### Request
Rewrite the rows between the lines holding "For every instance of the small blue" and "[[1065, 509]]", inclusive, keeping the requests but leaving out the pictures. Raise every pixel coordinate in the answers by 16.

#### Task inputs

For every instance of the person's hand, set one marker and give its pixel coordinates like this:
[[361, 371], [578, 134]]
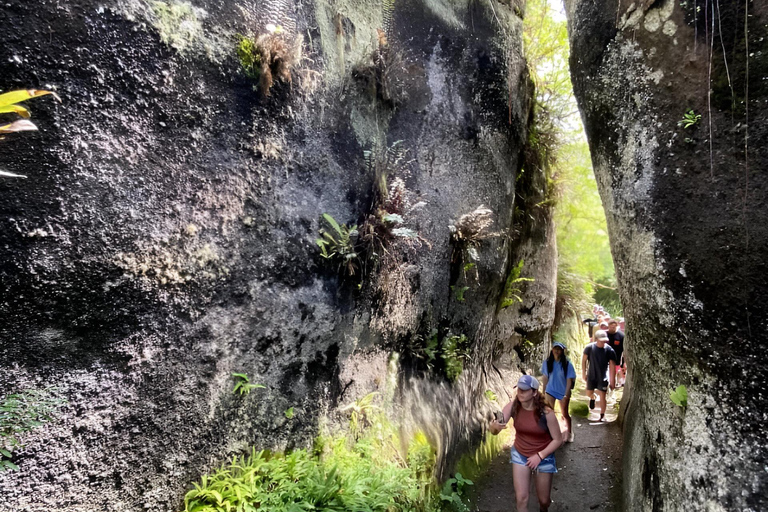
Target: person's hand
[[497, 426], [533, 461]]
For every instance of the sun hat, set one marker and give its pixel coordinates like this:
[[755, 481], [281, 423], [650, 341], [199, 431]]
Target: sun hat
[[527, 382]]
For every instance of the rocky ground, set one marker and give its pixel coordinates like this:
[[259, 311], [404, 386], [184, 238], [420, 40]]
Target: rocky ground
[[589, 469]]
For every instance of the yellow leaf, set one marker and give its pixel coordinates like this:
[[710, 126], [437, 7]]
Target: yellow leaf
[[15, 108], [18, 126], [9, 98]]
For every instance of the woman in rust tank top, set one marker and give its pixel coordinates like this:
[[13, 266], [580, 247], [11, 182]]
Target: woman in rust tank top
[[537, 436]]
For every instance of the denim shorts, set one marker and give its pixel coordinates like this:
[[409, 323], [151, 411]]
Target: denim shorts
[[548, 465]]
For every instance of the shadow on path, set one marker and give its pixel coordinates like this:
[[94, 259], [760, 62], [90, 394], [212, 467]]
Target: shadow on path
[[589, 469]]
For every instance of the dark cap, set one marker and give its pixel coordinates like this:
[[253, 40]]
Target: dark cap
[[527, 382]]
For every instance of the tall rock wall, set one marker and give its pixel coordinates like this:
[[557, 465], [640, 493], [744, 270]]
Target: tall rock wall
[[685, 198], [165, 235]]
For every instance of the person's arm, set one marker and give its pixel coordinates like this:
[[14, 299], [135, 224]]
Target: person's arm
[[612, 375], [554, 444]]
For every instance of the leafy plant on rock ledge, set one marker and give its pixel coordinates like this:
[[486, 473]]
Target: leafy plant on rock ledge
[[22, 412], [679, 396], [450, 352], [453, 490], [270, 56], [690, 119], [243, 385], [340, 244]]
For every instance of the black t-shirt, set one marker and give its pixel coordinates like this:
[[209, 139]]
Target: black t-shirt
[[598, 361], [591, 323], [616, 341]]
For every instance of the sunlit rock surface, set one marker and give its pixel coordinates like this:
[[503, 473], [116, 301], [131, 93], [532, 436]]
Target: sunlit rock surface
[[687, 216], [165, 236]]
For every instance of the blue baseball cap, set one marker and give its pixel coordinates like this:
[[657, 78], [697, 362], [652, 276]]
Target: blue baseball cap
[[527, 382]]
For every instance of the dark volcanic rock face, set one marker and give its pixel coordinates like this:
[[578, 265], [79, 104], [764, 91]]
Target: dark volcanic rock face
[[687, 216], [165, 237]]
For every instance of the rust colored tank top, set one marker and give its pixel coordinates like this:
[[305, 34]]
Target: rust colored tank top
[[531, 435]]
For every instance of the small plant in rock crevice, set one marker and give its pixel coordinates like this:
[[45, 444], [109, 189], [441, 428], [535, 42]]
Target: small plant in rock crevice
[[512, 289], [22, 412], [378, 72], [243, 385], [377, 469], [690, 119], [270, 56], [341, 244], [453, 490], [449, 352], [679, 396]]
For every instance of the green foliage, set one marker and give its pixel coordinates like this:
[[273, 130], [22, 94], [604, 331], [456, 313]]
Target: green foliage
[[340, 244], [690, 119], [607, 296], [269, 56], [249, 55], [455, 350], [584, 255], [459, 292], [577, 408], [368, 472], [22, 412], [679, 396], [243, 384], [512, 289], [449, 352], [453, 490], [361, 411]]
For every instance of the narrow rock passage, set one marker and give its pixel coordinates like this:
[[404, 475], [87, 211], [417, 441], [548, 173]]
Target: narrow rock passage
[[589, 469]]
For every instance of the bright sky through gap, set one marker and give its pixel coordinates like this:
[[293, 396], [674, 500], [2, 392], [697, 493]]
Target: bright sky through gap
[[558, 9]]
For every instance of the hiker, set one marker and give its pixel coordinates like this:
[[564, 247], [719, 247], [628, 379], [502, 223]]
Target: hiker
[[558, 380], [597, 357], [591, 324], [616, 342], [537, 436]]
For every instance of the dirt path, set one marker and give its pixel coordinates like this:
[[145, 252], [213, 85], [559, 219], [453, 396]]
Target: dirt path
[[589, 469]]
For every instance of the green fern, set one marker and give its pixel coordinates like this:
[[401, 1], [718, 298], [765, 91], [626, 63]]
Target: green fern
[[243, 384]]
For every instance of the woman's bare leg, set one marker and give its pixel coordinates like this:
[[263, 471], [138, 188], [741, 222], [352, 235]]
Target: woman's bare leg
[[521, 477], [564, 409], [544, 490]]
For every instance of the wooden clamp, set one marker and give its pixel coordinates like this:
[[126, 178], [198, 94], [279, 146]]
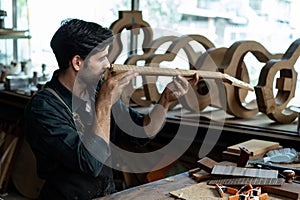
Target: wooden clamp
[[272, 104], [137, 95], [180, 43], [130, 20], [233, 65]]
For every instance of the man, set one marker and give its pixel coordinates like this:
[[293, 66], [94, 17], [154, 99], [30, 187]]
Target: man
[[70, 124]]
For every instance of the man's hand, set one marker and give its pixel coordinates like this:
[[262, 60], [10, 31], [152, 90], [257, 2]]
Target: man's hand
[[113, 86]]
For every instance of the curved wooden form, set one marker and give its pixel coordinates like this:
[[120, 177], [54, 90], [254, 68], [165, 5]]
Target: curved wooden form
[[232, 64], [181, 43], [130, 20], [138, 96], [208, 91], [274, 106]]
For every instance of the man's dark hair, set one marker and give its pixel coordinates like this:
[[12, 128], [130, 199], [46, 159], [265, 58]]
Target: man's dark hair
[[78, 37]]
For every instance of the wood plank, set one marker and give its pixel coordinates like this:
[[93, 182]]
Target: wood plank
[[243, 172], [256, 147], [289, 190]]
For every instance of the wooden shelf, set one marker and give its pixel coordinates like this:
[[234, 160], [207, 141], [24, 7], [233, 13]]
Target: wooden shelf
[[13, 34]]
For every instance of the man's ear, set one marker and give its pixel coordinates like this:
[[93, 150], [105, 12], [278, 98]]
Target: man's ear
[[76, 62]]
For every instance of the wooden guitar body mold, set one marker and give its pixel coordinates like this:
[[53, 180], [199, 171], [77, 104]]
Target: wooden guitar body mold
[[274, 106], [181, 43], [232, 64], [130, 20]]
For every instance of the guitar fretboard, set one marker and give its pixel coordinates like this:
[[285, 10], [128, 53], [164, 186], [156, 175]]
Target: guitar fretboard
[[244, 181]]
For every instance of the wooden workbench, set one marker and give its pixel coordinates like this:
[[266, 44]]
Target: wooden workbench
[[159, 190]]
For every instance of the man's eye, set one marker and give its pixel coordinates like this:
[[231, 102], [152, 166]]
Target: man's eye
[[102, 58]]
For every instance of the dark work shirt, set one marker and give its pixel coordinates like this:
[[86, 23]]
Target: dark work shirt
[[70, 170]]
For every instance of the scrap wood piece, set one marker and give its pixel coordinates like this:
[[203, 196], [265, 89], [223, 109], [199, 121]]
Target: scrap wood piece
[[207, 164], [200, 191], [255, 146], [244, 181], [290, 190], [243, 172]]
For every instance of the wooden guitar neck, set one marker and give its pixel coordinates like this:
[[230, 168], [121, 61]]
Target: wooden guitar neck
[[157, 71]]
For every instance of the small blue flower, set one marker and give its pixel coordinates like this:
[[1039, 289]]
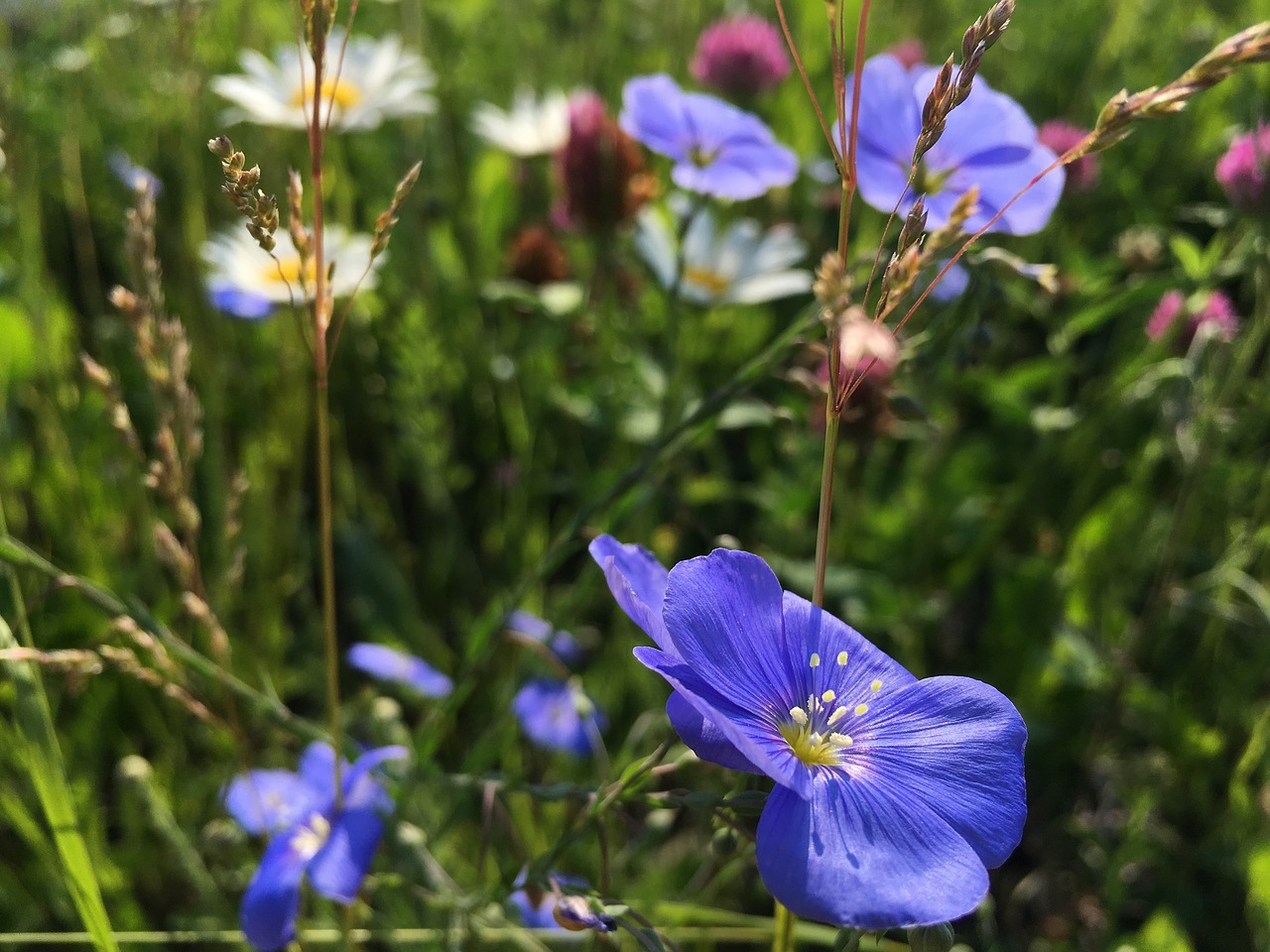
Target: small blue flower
[[894, 796], [988, 141], [717, 149], [558, 716], [134, 176], [309, 834], [389, 664], [563, 644]]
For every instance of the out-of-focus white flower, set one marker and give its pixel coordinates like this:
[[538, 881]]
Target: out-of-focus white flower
[[531, 127], [246, 282], [742, 266], [379, 80]]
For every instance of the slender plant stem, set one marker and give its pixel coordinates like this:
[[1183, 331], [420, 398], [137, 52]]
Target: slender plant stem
[[321, 393]]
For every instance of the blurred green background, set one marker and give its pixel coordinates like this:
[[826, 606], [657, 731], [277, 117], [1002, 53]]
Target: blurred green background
[[1065, 509]]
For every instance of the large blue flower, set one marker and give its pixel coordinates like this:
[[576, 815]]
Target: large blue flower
[[309, 834], [717, 149], [559, 716], [894, 796], [988, 141]]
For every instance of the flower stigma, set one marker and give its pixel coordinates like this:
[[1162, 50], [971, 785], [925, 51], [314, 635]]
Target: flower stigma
[[812, 730]]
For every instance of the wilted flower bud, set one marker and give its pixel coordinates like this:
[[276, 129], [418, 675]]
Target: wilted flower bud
[[740, 56], [601, 168], [1060, 136]]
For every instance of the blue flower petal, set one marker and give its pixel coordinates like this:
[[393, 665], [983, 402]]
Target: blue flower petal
[[957, 746], [359, 787], [318, 769], [272, 898], [866, 856], [638, 581], [724, 613], [341, 864], [385, 662], [549, 715], [240, 303], [749, 728], [703, 738], [653, 113], [267, 801]]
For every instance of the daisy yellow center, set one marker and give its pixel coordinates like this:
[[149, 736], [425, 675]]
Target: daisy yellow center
[[340, 93], [286, 271], [312, 837], [707, 280], [817, 730]]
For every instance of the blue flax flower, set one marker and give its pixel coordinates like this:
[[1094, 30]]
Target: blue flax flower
[[559, 716], [988, 141], [309, 834], [389, 664], [894, 796], [717, 149], [563, 644]]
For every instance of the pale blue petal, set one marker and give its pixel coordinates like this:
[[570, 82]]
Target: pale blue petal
[[341, 864], [272, 898], [703, 738], [956, 744], [385, 662], [864, 856], [267, 801]]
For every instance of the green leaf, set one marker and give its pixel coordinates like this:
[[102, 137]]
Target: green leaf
[[44, 758]]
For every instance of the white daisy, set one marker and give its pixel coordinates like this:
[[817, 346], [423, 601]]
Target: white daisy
[[246, 282], [743, 266], [531, 127], [380, 79]]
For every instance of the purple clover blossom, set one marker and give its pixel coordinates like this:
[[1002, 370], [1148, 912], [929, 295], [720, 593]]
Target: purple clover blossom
[[563, 644], [894, 796], [988, 141], [717, 149], [740, 56], [1243, 169], [309, 835], [559, 716], [388, 664]]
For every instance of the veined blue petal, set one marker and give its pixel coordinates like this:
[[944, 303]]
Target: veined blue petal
[[751, 729], [724, 613], [267, 801], [341, 864], [272, 898], [638, 581], [957, 746], [703, 738], [858, 856], [389, 664]]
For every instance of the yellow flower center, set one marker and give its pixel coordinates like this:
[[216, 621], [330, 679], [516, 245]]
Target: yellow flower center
[[286, 271], [815, 730], [703, 278], [340, 93]]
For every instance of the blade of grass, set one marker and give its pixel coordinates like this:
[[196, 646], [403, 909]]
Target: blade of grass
[[44, 758]]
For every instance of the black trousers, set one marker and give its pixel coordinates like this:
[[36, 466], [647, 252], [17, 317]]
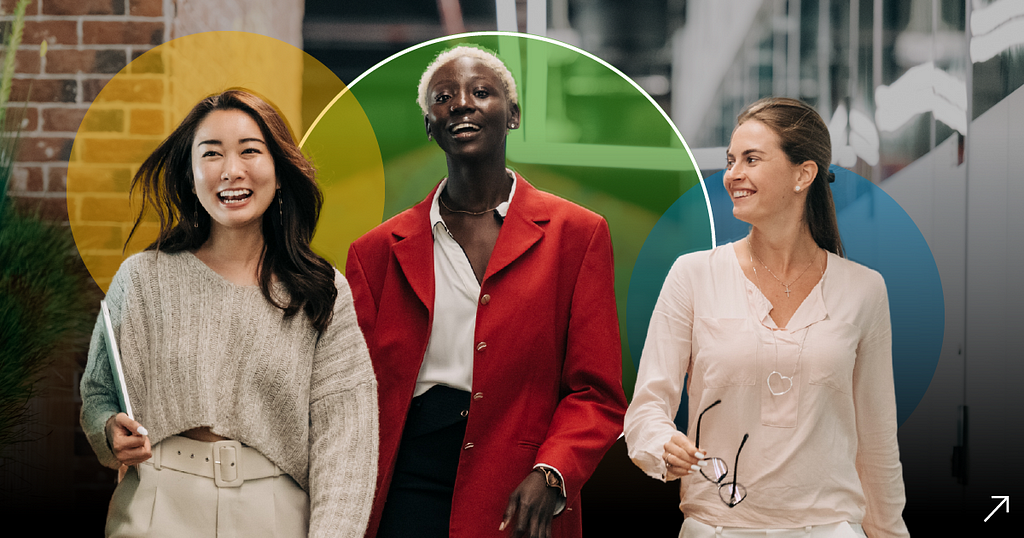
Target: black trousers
[[419, 500]]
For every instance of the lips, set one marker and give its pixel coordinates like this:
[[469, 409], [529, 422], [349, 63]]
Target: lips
[[233, 196], [463, 129]]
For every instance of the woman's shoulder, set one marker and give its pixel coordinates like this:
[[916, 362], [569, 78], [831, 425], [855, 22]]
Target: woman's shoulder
[[148, 260], [705, 260], [853, 275]]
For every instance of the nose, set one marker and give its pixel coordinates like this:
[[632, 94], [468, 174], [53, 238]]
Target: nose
[[461, 100], [233, 168], [731, 173]]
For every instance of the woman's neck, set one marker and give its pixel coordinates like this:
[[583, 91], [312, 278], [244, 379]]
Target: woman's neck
[[783, 248], [477, 185], [235, 253]]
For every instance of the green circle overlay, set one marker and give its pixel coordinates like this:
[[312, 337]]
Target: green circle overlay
[[588, 134]]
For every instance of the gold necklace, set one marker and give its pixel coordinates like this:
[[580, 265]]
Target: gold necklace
[[786, 286], [784, 381], [474, 213], [440, 198]]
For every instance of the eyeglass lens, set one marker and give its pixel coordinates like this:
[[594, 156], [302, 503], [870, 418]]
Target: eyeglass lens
[[731, 493]]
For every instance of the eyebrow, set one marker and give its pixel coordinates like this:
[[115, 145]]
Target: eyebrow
[[745, 152], [241, 140]]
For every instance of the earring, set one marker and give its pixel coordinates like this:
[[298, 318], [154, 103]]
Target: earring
[[281, 208]]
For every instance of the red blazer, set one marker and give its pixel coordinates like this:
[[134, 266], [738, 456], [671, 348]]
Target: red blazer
[[547, 373]]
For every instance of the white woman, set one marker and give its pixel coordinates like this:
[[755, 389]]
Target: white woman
[[242, 353], [785, 350]]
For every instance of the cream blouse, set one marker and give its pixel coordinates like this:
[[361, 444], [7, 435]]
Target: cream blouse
[[824, 451]]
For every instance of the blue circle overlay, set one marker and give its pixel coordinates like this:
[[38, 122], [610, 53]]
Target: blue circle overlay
[[876, 232]]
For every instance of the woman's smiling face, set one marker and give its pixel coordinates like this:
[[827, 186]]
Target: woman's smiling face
[[759, 176], [469, 112], [233, 169]]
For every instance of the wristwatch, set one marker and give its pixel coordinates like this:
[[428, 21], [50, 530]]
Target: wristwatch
[[551, 479]]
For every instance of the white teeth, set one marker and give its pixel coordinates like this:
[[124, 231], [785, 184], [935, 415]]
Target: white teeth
[[233, 196]]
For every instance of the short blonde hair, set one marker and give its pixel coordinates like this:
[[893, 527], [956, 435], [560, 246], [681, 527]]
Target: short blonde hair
[[487, 57]]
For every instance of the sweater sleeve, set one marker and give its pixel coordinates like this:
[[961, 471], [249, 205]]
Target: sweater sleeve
[[875, 404], [343, 432], [663, 369], [99, 398]]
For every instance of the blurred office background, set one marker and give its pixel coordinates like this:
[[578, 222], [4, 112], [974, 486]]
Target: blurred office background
[[923, 97]]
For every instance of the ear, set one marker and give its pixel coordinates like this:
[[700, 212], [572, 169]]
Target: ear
[[808, 170], [514, 115]]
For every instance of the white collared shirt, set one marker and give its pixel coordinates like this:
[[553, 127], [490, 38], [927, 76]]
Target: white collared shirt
[[449, 360]]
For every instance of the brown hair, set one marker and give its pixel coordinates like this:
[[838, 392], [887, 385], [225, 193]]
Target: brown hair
[[166, 182], [804, 136]]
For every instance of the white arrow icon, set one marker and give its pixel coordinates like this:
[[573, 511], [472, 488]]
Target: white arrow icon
[[1006, 499]]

########

### Response
For every instance of the small blue flower, set one marker and give its pixel coordinates like this:
[[1039, 289]]
Target: small blue flower
[[910, 812], [1004, 157], [733, 165], [574, 732], [150, 192], [325, 850], [405, 680], [579, 660]]
For every instance of the out-of-focus white flower, set one marker and give its pixel coordinates like this:
[[538, 881]]
Target: out-of-focus white flower
[[547, 143], [262, 298], [758, 282], [395, 96]]
For every instance of the slender plant stem, set one marker and give its pixel coordinates like this:
[[1183, 331], [420, 398], [137, 52]]
Target: slender plant stem
[[337, 409]]
For every instance of the blurred green background, set one marker and give its pixel coordinates like this:
[[826, 606], [657, 731], [277, 117], [1002, 53]]
Target: blurred green background
[[1081, 525]]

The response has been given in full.